■ **EXERCISE AIM**
Reproduce the listing below, swapping each "outline" for "polygon" and leaving every other character unchanged.

■ **PROVIDED INFORMATION**
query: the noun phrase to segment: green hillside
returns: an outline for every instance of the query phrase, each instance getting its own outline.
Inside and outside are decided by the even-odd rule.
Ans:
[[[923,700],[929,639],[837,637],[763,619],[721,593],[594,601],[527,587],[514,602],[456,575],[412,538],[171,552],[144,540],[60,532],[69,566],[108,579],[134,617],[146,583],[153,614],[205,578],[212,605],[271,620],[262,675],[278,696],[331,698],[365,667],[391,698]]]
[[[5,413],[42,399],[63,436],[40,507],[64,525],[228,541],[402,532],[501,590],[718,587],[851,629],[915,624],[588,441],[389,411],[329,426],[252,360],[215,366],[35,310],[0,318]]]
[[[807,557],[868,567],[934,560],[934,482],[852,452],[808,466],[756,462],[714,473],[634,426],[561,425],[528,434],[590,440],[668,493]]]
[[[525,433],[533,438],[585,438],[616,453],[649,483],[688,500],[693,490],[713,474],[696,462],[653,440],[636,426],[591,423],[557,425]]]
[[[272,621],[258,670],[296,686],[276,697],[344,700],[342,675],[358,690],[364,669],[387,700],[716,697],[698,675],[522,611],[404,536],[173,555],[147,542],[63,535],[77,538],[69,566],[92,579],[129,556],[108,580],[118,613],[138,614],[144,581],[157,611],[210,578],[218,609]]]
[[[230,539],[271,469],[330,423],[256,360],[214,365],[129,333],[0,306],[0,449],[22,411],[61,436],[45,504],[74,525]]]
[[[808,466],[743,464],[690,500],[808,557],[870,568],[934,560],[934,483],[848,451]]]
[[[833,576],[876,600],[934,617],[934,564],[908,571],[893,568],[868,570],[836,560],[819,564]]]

■ **RESPONSE TO THE EXERCISE**
query: the noun phrase to segment: green hillside
returns: an polygon for every instance of the query phrase, each instance getting its own polygon.
Inside and outside are decided by the even-odd rule.
Ans:
[[[923,700],[929,639],[837,637],[763,619],[721,593],[594,601],[527,587],[514,602],[456,575],[412,538],[171,552],[144,540],[60,532],[69,566],[108,579],[134,617],[146,583],[153,614],[205,578],[212,605],[271,620],[262,675],[278,696],[331,698],[365,667],[391,698]]]
[[[5,413],[42,399],[63,436],[40,507],[64,525],[228,541],[402,532],[501,590],[718,587],[851,629],[915,624],[588,441],[389,411],[329,426],[252,360],[215,366],[35,310],[0,318]]]
[[[807,557],[868,567],[934,560],[934,482],[852,452],[808,466],[756,462],[714,473],[634,426],[561,425],[528,434],[590,440],[668,493]]]
[[[525,433],[533,438],[585,438],[616,453],[649,483],[688,500],[693,490],[713,474],[696,462],[653,440],[636,426],[591,423],[557,425]]]
[[[272,621],[258,670],[296,686],[276,697],[344,700],[342,675],[358,690],[364,669],[387,700],[716,697],[698,675],[522,611],[404,536],[173,555],[147,542],[63,535],[77,538],[69,566],[92,579],[129,556],[108,580],[118,613],[138,614],[144,581],[157,611],[210,578],[218,609]]]
[[[230,539],[271,469],[330,423],[256,360],[214,365],[129,333],[0,306],[0,449],[22,411],[61,436],[45,504],[74,525]]]
[[[808,466],[743,464],[690,500],[808,557],[870,568],[934,560],[934,483],[848,451]]]
[[[833,576],[876,600],[934,617],[934,564],[908,571],[893,568],[868,570],[836,560],[819,564]]]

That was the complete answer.